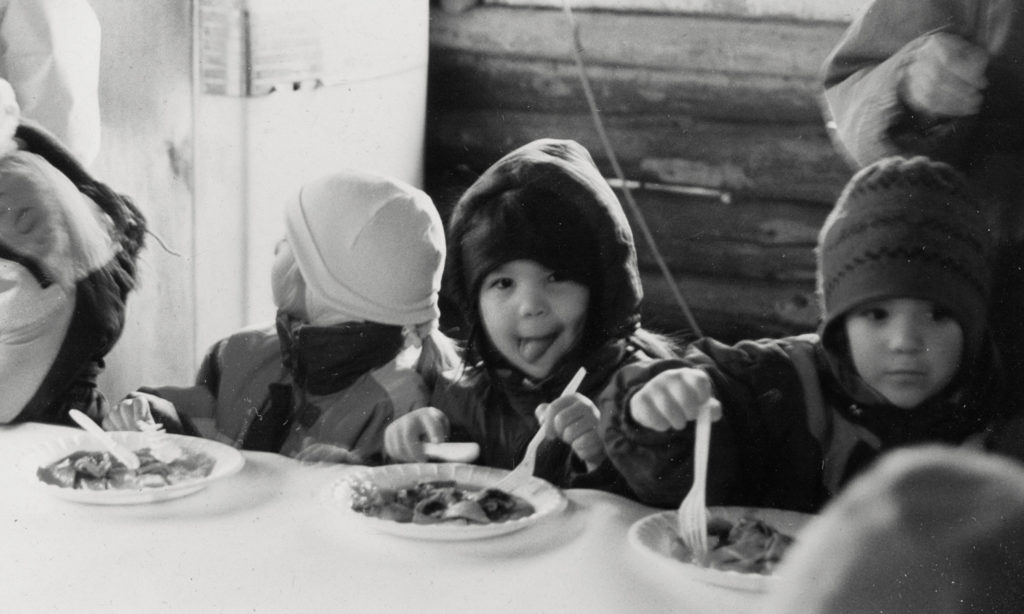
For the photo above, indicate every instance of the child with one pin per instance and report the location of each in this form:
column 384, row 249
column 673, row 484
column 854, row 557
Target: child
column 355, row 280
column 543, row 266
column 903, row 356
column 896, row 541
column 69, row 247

:::

Given exercise – Can you return the lines above word for word, leaving out the picture?

Response to this exercise –
For the photo above, indicate every instance of the child with one pin per instance and report the location of each in this form:
column 384, row 249
column 673, row 484
column 854, row 557
Target: child
column 355, row 280
column 543, row 266
column 903, row 356
column 896, row 541
column 69, row 247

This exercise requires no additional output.